TEXT EXCERPT -

*** Begin section ***

Tim thanks for forwarding the missing letter.


Re: Timothy replies to Kelly:
> 
> >>You can't assume that more money is used for this, because I could assume
> >>that more money is used for research for anti-matter containment and
> >>creation. Both fusion and anti-matter are areas where little is known
> >>about.
> >
> >I wasn't refering to LIT assumptions, only real world.  But, if we are to
> >assume a large scale space infastructure.  I guess we can assume it was
worth
> >there while to develope fusion systems.
> 
> Indeed, but so would anti-matter systems after a while.  

Fusion is an extreamly usefull general purpose technology.  Anti-matter is
far less so, and far more dangerous on the scale we would need.  I wouldn't
expect a lot of anti-mater ships in 50 years.

> >>Doing research on a planet or building industries is still much more
> >>interesting than flying back to Earth. And if it isn't more intersting,
then
> >>research will gives more fruits for the money than flying back would do.
> >
> >Building industries?  I don't follow.
> 
> For some kind of colonization. Even if it is used as "refresh" point for
> future missions to other solarsystems, it needs some form of
> selfsufficiency. Therefor it needs "farms" and buildings, you can't make
> them all by hand, so you need some form of small industry.

Oh, that would be beyond the resources and tech of the project.  Also it seem
a waste of time.  Sort of novelty project for the record books.  With no
practical reason to stay perminently there the bases would be prefab ghost
towns.  Future missions to other solar systems would have to be based out of
dynamic, growing, large scale, civilizations.  Not out of a staging camp in
the middle of nowhere.

> >Research I can understand, but obviously they can't do that forever.
> 
> Why not, there will be plenty to figure out.

Forever?  Do you expect earth to keep funding these people in this base
forever?  With continuous supply flights from sol to keep them going?  We
couldn't even keep the moon program going for more than a few months after it
planted its flag.

> >Nor do I expect to settle for living out the rest of their lives in the
hab
> >deck.
> 
> Why don't you expect them to do that? I still don't see that as suicide,
> they can live perfectly healthy lives.

Thats like condeming somone to spend the rest of their lives in an
apartment/shoping mall!  Good researchers will want to retire or go on to
other projects.  Not sit around in a worn out ship, in the middle of nowhere,
with nothing to do.

*** End section ***

WORK REQUEST A -
Pull out every line of the entries below that contains the string "negative". Case counts.

(Stored records)
*** Begin section ***

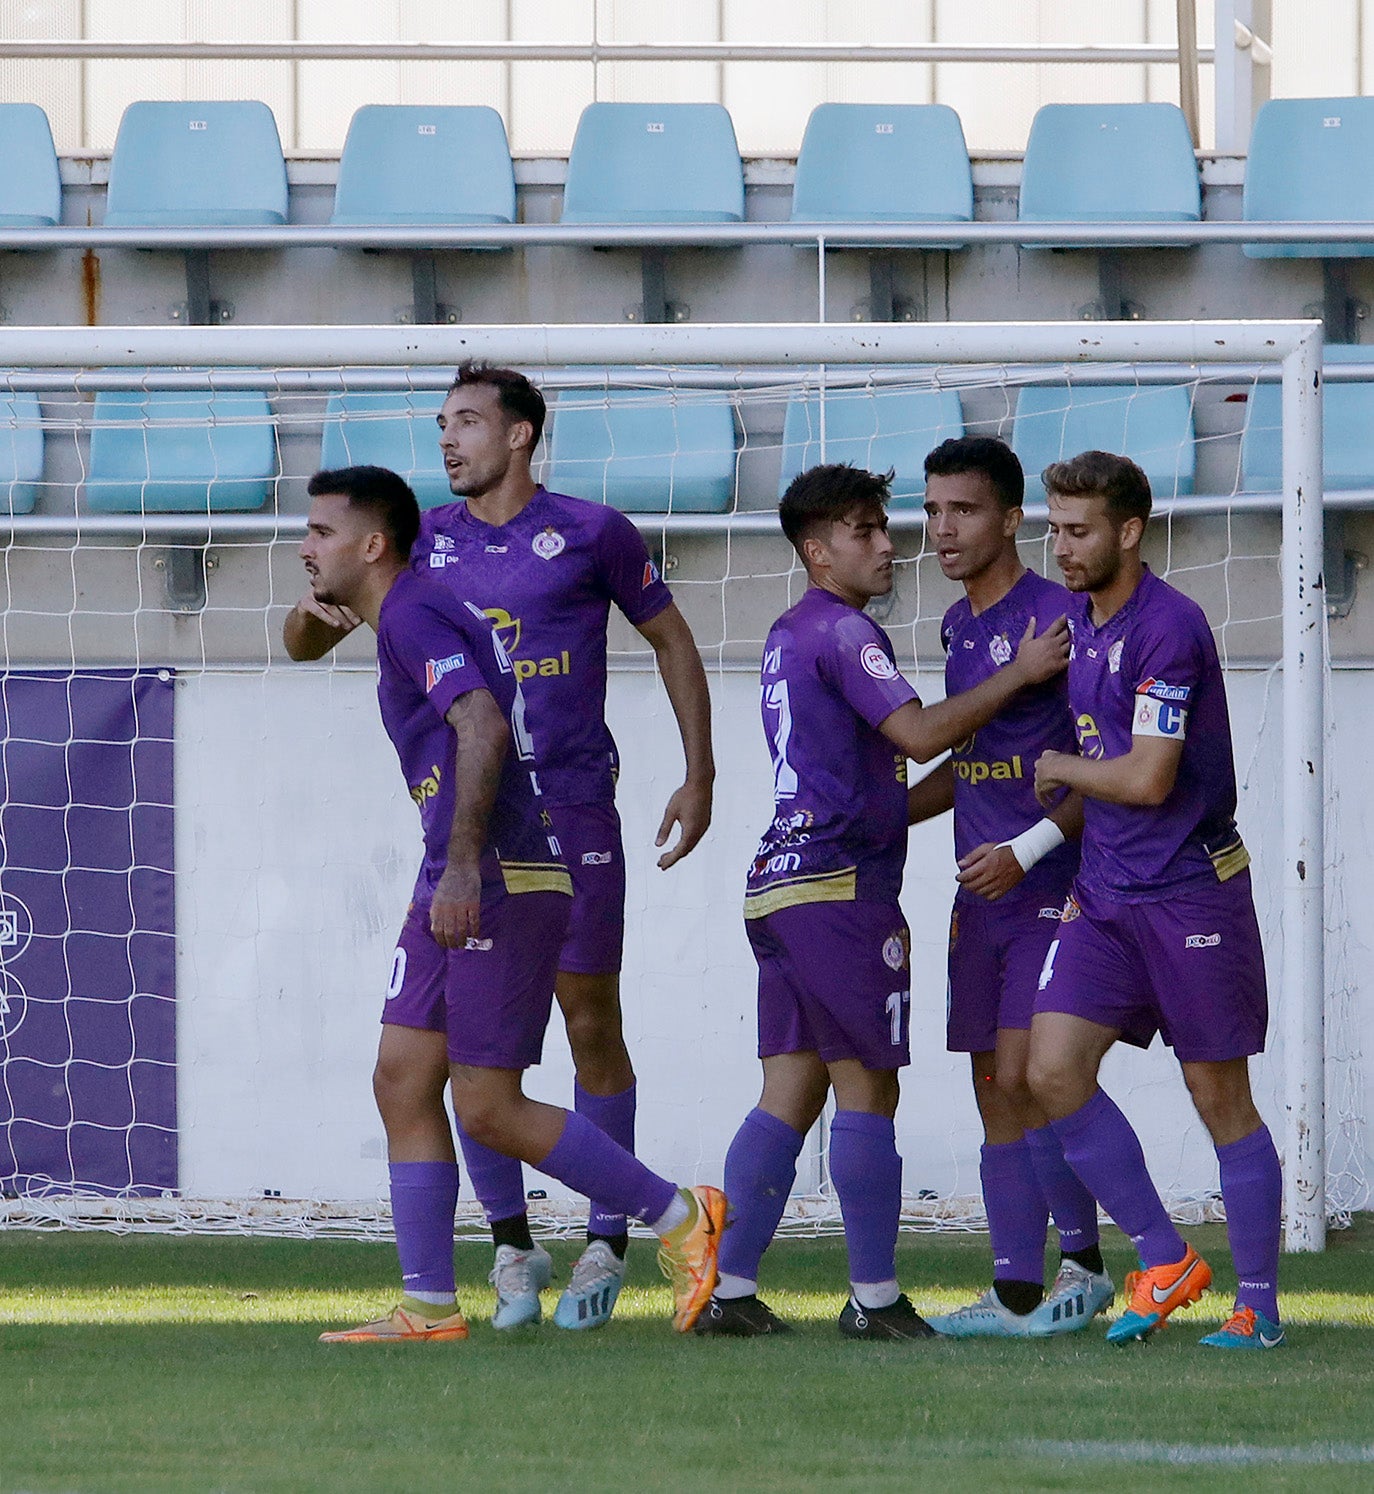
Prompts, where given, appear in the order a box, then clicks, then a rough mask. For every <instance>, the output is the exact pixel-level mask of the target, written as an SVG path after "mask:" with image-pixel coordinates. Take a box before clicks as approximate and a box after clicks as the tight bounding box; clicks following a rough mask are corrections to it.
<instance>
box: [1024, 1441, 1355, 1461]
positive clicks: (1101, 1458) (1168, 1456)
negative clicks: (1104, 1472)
mask: <svg viewBox="0 0 1374 1494" xmlns="http://www.w3.org/2000/svg"><path fill="white" fill-rule="evenodd" d="M1017 1451H1019V1452H1029V1454H1033V1455H1038V1457H1047V1458H1069V1460H1072V1461H1075V1463H1165V1464H1171V1466H1174V1467H1202V1466H1210V1467H1259V1466H1265V1464H1286V1466H1299V1467H1310V1466H1326V1467H1329V1466H1334V1464H1347V1466H1349V1464H1368V1463H1374V1443H1367V1442H1311V1443H1298V1445H1295V1446H1290V1448H1255V1446H1249V1445H1247V1443H1211V1442H1202V1443H1187V1442H1023V1443H1020V1445H1019V1446H1017Z"/></svg>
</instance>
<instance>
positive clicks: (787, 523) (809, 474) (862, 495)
mask: <svg viewBox="0 0 1374 1494" xmlns="http://www.w3.org/2000/svg"><path fill="white" fill-rule="evenodd" d="M892 478H893V474H892V472H866V471H865V469H863V468H856V466H850V465H848V463H847V462H833V463H827V465H824V466H814V468H808V469H806V471H805V472H799V474H798V475H796V477H795V478H793V480H792V481H790V483H789V484H787V492H786V493H784V495H783V502H781V503H778V518H780V521H781V524H783V533H784V535H787V538H789V539H790V541H792V544H793V545H795V547H796V548H798V551H801V548H802V541H803V539H805V538H806V536H808V535H809V533H811V530H812V529H815V526H817V524H833V523H838V521H839V520H842V518H847V517H848V515H850V514H851V512H853V511H854V509H856V508H877V509H878V511H880V512H886V511H887V500H889V499H890V498H892Z"/></svg>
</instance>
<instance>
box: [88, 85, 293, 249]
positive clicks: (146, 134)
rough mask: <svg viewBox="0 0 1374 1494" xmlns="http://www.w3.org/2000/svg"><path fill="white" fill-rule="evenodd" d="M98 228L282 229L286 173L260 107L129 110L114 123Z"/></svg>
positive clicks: (247, 105)
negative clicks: (250, 226) (118, 120)
mask: <svg viewBox="0 0 1374 1494" xmlns="http://www.w3.org/2000/svg"><path fill="white" fill-rule="evenodd" d="M105 221H106V223H108V224H111V226H112V227H143V229H146V227H187V226H211V227H229V226H243V224H279V223H285V221H287V167H285V163H284V161H282V154H281V137H279V136H278V133H276V120H273V117H272V111H270V109H269V108H267V105H264V103H258V102H257V100H236V102H229V103H148V102H143V103H131V105H130V106H128V108H127V109H125V111H124V117H122V118H121V120H119V133H118V134H116V136H115V151H114V155H112V157H111V167H109V193H108V196H106V208H105Z"/></svg>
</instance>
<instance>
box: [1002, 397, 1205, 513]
mask: <svg viewBox="0 0 1374 1494" xmlns="http://www.w3.org/2000/svg"><path fill="white" fill-rule="evenodd" d="M1011 445H1013V450H1014V451H1016V454H1017V456H1019V457H1020V459H1022V466H1023V468H1025V469H1026V498H1028V500H1029V502H1035V500H1042V499H1044V493H1045V490H1044V486H1042V484H1041V481H1039V474H1041V471H1042V469H1044V468H1047V466H1048V465H1050V463H1051V462H1059V460H1060V459H1063V457H1068V456H1072V454H1074V453H1075V451H1093V450H1096V451H1120V453H1122V454H1123V456H1128V457H1131V459H1132V460H1134V462H1138V463H1140V466H1141V468H1143V469H1144V472H1145V477H1148V478H1150V487H1151V489H1153V492H1154V496H1156V498H1174V496H1178V495H1184V493H1192V490H1193V477H1195V472H1196V445H1195V441H1193V406H1192V394H1190V390H1187V388H1169V387H1154V385H1145V387H1140V385H1135V384H1096V385H1078V387H1075V385H1072V384H1068V385H1065V384H1032V385H1028V387H1026V388H1023V390H1020V393H1019V394H1017V402H1016V423H1014V426H1013V435H1011Z"/></svg>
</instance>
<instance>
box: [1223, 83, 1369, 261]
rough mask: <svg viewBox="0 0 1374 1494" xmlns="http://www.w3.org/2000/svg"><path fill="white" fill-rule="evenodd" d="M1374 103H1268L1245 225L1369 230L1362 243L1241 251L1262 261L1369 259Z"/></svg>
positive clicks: (1292, 100) (1257, 117) (1245, 199)
mask: <svg viewBox="0 0 1374 1494" xmlns="http://www.w3.org/2000/svg"><path fill="white" fill-rule="evenodd" d="M1371 158H1374V99H1271V100H1269V102H1268V103H1266V105H1265V106H1263V108H1262V109H1260V111H1259V115H1258V117H1256V120H1255V130H1253V131H1252V134H1250V158H1249V161H1247V163H1246V196H1244V206H1243V209H1241V215H1243V218H1244V220H1246V221H1247V223H1292V221H1296V223H1350V221H1355V223H1368V224H1370V239H1368V242H1365V244H1247V245H1246V254H1249V255H1250V257H1252V258H1260V260H1280V258H1281V260H1293V258H1322V260H1326V258H1359V257H1367V255H1371V254H1374V178H1371V175H1370V161H1371Z"/></svg>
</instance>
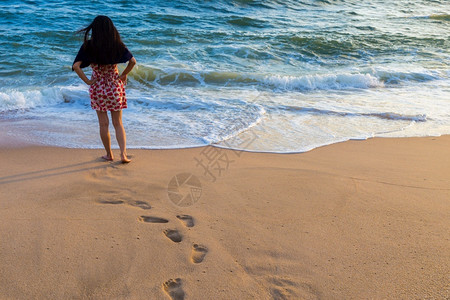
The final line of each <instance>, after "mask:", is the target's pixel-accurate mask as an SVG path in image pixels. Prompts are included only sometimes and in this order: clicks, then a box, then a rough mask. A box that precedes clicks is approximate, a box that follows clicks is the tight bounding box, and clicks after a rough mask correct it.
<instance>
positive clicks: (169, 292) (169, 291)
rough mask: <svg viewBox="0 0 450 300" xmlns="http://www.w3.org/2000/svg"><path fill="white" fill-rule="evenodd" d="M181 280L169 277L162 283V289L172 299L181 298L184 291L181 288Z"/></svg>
mask: <svg viewBox="0 0 450 300" xmlns="http://www.w3.org/2000/svg"><path fill="white" fill-rule="evenodd" d="M181 286H182V282H181V279H180V278H177V279H169V280H167V281H166V282H164V283H163V289H164V291H165V292H166V293H167V295H169V297H170V299H172V300H183V299H184V291H183V289H182V288H181Z"/></svg>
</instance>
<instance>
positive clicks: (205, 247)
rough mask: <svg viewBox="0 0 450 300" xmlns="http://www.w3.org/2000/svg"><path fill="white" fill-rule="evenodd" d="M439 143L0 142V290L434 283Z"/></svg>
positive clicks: (359, 288)
mask: <svg viewBox="0 0 450 300" xmlns="http://www.w3.org/2000/svg"><path fill="white" fill-rule="evenodd" d="M449 149H450V136H442V137H424V138H402V139H388V138H374V139H369V140H365V141H349V142H344V143H338V144H334V145H330V146H326V147H321V148H318V149H315V150H313V151H310V152H307V153H299V154H269V153H249V152H235V151H231V150H224V149H219V148H212V147H206V148H190V149H178V150H129V154H130V155H131V156H132V160H133V161H132V163H130V164H127V165H123V164H120V163H119V162H105V161H102V160H101V159H100V156H101V155H103V154H104V153H103V151H102V150H83V149H66V148H53V147H41V146H23V145H22V146H21V147H19V148H14V147H5V146H3V147H2V148H1V149H0V155H1V157H2V160H1V161H2V163H1V167H0V168H1V174H2V175H1V179H0V237H1V243H0V298H1V299H171V298H172V299H448V297H449V296H450V283H449V278H450V252H449V249H450V241H449V234H448V233H449V228H450V202H449V199H450V157H449ZM115 153H116V156H117V157H118V151H117V150H116V151H115ZM213 158H214V159H213ZM208 159H210V160H208ZM202 165H203V166H207V167H209V168H208V169H205V168H203V167H202ZM219 166H220V168H221V169H220V170H219V169H218V167H219ZM219 171H220V172H219ZM182 174H188V175H182ZM185 179H188V180H187V182H183V180H185ZM177 184H178V186H179V187H178V186H177ZM177 187H178V188H177ZM183 197H184V198H183Z"/></svg>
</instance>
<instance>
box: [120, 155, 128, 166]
mask: <svg viewBox="0 0 450 300" xmlns="http://www.w3.org/2000/svg"><path fill="white" fill-rule="evenodd" d="M120 158H121V160H122V163H123V164H127V163H129V162H130V161H131V159H128V157H127V155H126V154H121V155H120Z"/></svg>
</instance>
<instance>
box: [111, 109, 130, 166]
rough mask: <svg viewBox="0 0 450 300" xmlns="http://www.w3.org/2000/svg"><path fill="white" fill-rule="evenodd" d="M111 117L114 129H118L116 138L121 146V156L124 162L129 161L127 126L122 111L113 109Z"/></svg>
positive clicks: (119, 147)
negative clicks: (125, 130)
mask: <svg viewBox="0 0 450 300" xmlns="http://www.w3.org/2000/svg"><path fill="white" fill-rule="evenodd" d="M111 117H112V120H113V125H114V129H115V130H116V139H117V143H118V144H119V148H120V158H121V160H122V162H124V163H128V162H130V161H131V160H129V159H128V157H127V137H126V133H125V128H123V124H122V111H121V110H118V111H111Z"/></svg>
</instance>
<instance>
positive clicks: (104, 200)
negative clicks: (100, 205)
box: [98, 200, 123, 204]
mask: <svg viewBox="0 0 450 300" xmlns="http://www.w3.org/2000/svg"><path fill="white" fill-rule="evenodd" d="M98 202H99V203H101V204H123V201H122V200H102V201H98Z"/></svg>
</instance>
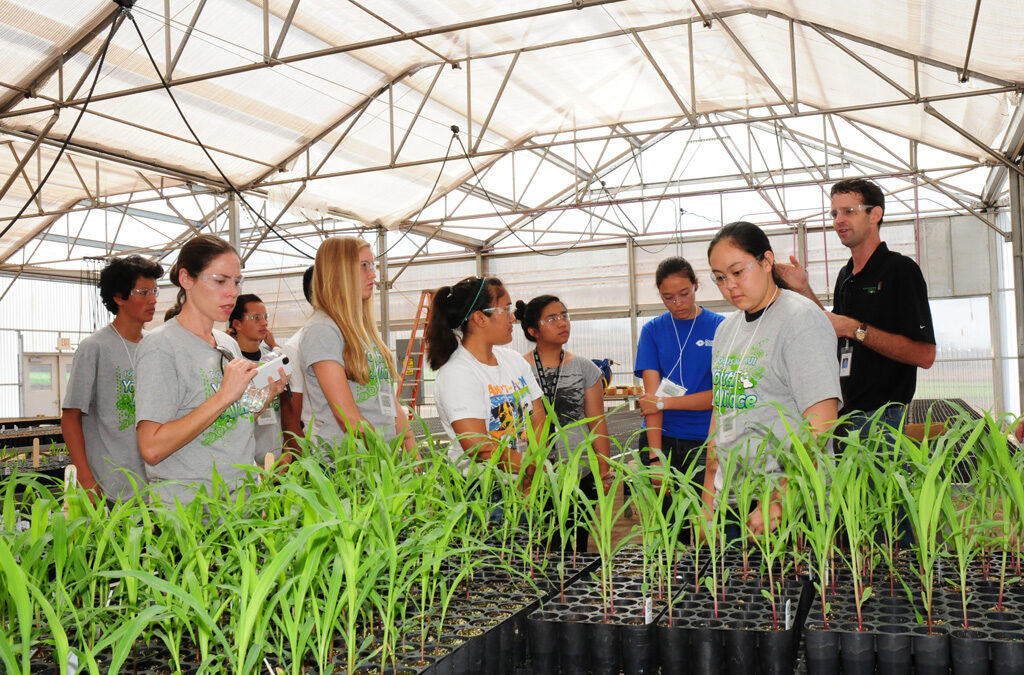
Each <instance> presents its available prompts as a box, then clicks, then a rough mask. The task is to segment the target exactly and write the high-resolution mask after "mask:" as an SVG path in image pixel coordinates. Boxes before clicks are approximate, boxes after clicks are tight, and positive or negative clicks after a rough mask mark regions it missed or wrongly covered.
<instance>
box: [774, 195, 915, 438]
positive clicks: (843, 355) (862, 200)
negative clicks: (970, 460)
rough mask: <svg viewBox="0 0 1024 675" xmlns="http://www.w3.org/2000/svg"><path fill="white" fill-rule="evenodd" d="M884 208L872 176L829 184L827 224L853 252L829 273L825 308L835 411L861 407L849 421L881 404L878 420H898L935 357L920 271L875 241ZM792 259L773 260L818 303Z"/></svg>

*** End section ***

WORK REQUEST B -
Write what comes next in the email discussion above about fusion, anti-matter, and a remote research base, starting after its last sentence.

RESPONSE AREA A -
negative clicks: (1104, 1472)
negative clicks: (250, 226) (118, 120)
negative clicks: (125, 130)
negative clicks: (100, 205)
Each <instance> presents its available prompts as a box, then clicks, then a rough mask. The task is to segment the target exactly and write the high-resolution mask after "mask:" as an SVG path in image pixel coordinates. Boxes before clicks are approximate, boxes after clicks are tight, and positive or negative clicks after a rough mask mark regions it missed or wrongly covered.
negative clicks: (970, 460)

RESPONSE AREA B -
> >I can't see corporations droping probably hundreds of billions of dollars
on
> >a project like this.  It absolutly would have no short term benifit
(decades
> >at least) and advertizing would supply this kind of money.
> 
> One Japanese building company is seriously thinking about how it could
build
> on the moon. Now it may be a sign of advancement(=adverticement) but in 20
> years they may be the first(=money) to build there.
> Indeed one company would not have enough money, but one company alone could
> not build a city, so several companies will take their share.
> And after all, the government's money is in fact the money of the
companies.

Japanise think big (and talk big), but seldom can carry out those big plans.
 Companise are in busness to make money for people.  If they don't do that,
they are taking their investors money under false pretenses.  Which can get
their executives fired or jailed.  Droping money on a scale like this for no
reasone other than as a charity project for prospace people would be criminal
mis-appropriation, and comercial suicide.  Assuming they weren't thrown in
jail, the company would be so weak another pragmatic company could easily
take it over.

> >International projects ARE A DISSASTER!!  I was in the International Space
> >Station Freedom Program, and can assure you it convinced about everybody
that
> >international cost everyone far more, slowed the program WAY down, and
> >generally made it impossible.  If a project like this requirers
international
> >particip[ation, it will be a write off.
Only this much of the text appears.